Task:
Write out all of the entries that follow, word for word, but skip the pictures.

Extracted entries:
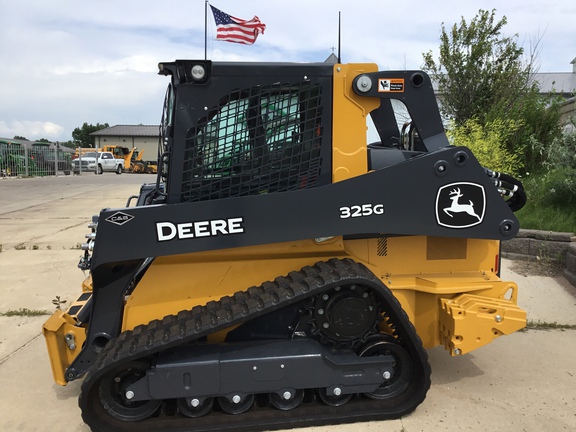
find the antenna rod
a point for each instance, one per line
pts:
(339, 59)
(206, 30)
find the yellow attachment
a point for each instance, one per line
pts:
(64, 341)
(470, 321)
(349, 156)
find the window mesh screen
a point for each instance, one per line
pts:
(259, 140)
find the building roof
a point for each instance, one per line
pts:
(129, 130)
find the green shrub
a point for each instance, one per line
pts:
(487, 143)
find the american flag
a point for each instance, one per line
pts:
(231, 29)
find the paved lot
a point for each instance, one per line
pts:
(524, 382)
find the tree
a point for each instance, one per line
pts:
(484, 76)
(82, 136)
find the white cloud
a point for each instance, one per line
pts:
(67, 62)
(32, 130)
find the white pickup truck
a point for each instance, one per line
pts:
(104, 162)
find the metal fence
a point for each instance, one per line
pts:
(22, 161)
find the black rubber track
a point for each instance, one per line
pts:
(186, 326)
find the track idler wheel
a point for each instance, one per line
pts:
(287, 400)
(191, 407)
(397, 382)
(116, 400)
(237, 405)
(335, 398)
(346, 314)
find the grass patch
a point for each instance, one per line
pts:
(551, 202)
(26, 312)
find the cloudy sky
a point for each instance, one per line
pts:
(66, 62)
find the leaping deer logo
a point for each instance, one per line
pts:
(456, 207)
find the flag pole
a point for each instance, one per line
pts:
(206, 30)
(339, 59)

The response:
find the antenna rod
a point for each instance, one per line
pts:
(339, 59)
(206, 30)
find the yellow attachment
a point for each instance, one per line
pts:
(64, 341)
(470, 321)
(349, 156)
find the window mesh screen
a point for each instance, one per line
pts:
(259, 140)
find the building roof
a point for each instance, one per line
pts:
(129, 130)
find the green shrub
a point for each instance, one per line
pts:
(487, 143)
find the american flag
a point for each instance, one per line
pts:
(231, 29)
find the paved lot
a point for each instance, one per line
pts:
(524, 382)
find the tree
a point for each instance, one per line
pts:
(484, 76)
(82, 136)
find the white cloud
a point for each instance, one per line
pts:
(67, 62)
(32, 130)
find the white pickup truck
a point for each instance, one per line
pts:
(104, 162)
find the metal fence
a point for each instance, one per line
pts:
(22, 161)
find the black rubber track
a point for each instance, one per line
pts:
(186, 326)
find the track idler wheel
a point for each instance, one per line
pts:
(287, 400)
(191, 407)
(397, 382)
(116, 400)
(237, 405)
(335, 398)
(346, 314)
find the grass patch
a point for each instance, one per line
pts:
(551, 202)
(26, 312)
find the cloudy sky
a point for each instance, one per line
pts:
(66, 62)
find the leaping deer logo
a point for each instance, one per line
pts:
(456, 207)
find the flag pole
a point for each instance, one per line
pts:
(206, 30)
(339, 59)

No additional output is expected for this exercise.